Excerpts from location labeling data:

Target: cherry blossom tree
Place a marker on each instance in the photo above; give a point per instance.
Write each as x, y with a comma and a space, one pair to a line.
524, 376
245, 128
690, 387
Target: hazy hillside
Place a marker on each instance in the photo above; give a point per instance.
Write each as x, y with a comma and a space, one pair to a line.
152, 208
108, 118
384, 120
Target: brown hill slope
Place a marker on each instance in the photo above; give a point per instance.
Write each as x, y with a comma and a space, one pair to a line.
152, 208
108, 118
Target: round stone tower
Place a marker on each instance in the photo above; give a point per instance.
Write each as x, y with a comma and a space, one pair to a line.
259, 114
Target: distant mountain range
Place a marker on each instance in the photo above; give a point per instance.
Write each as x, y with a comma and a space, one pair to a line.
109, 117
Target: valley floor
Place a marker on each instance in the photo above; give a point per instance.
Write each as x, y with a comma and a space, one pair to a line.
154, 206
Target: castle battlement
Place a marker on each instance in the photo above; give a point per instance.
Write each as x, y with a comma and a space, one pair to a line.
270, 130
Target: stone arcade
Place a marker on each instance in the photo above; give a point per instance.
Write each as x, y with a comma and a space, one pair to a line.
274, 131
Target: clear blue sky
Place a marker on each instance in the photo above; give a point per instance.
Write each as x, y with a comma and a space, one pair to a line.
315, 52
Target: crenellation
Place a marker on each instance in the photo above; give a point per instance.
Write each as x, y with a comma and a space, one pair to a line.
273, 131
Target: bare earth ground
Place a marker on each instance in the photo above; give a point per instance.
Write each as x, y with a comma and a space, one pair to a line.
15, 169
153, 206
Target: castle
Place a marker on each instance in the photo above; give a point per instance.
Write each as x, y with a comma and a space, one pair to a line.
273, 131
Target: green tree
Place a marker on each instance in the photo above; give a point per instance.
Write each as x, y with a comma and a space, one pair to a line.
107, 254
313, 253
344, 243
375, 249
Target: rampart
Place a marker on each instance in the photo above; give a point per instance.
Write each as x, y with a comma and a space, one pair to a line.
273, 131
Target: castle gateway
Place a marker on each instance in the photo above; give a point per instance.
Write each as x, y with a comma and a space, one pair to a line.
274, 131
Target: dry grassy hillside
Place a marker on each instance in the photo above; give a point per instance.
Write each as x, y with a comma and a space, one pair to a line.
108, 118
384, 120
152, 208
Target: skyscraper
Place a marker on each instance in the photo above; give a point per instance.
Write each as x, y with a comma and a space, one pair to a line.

* * *

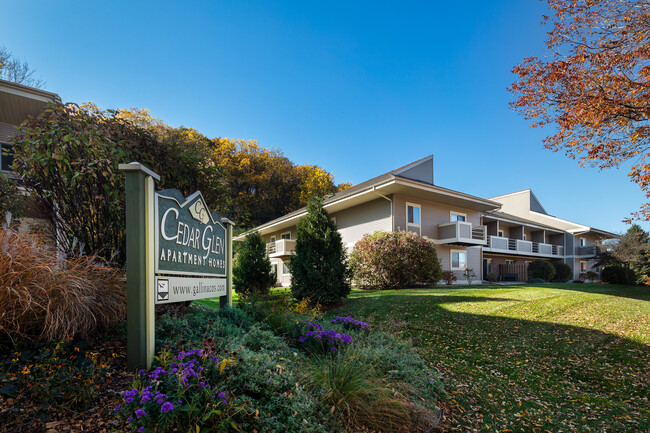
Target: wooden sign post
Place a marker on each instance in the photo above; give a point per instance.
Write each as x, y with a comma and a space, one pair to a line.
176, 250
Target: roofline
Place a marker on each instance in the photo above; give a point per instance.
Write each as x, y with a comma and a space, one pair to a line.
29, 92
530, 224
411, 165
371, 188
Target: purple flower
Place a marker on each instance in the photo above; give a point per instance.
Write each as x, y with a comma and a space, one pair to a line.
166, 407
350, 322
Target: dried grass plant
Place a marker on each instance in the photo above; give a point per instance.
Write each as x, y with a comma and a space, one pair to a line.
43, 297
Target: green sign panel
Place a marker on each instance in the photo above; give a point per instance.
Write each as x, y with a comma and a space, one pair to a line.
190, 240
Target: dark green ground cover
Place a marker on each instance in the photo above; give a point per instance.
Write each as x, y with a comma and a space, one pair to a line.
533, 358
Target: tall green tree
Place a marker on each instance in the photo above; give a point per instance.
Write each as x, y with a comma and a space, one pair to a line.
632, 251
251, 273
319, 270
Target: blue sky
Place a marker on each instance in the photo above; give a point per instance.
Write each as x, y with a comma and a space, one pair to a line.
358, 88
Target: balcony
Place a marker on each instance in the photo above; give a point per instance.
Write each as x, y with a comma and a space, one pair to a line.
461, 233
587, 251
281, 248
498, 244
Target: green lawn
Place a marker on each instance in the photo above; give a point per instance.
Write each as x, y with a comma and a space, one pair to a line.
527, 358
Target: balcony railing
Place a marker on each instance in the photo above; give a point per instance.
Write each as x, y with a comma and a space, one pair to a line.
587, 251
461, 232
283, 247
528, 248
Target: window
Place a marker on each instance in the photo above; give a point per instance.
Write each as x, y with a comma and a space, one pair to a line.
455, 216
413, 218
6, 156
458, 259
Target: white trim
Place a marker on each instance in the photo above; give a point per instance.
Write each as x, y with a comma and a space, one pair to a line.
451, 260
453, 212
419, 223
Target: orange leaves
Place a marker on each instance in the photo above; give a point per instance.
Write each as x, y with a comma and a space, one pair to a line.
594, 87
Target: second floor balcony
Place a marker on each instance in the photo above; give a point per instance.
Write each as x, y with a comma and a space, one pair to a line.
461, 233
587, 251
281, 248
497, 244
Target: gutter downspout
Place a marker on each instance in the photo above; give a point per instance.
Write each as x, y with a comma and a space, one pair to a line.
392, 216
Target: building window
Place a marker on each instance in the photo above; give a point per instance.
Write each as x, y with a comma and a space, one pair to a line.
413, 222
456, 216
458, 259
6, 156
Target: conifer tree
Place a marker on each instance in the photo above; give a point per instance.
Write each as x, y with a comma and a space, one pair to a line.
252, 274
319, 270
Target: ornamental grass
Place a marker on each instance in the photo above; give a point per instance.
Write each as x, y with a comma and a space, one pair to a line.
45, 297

> _Short problem_
Pick out each line of the records above that contains the word "castle" and copy those lines.

> _The result_
Target: castle battlement
Target: castle
Target: castle gateway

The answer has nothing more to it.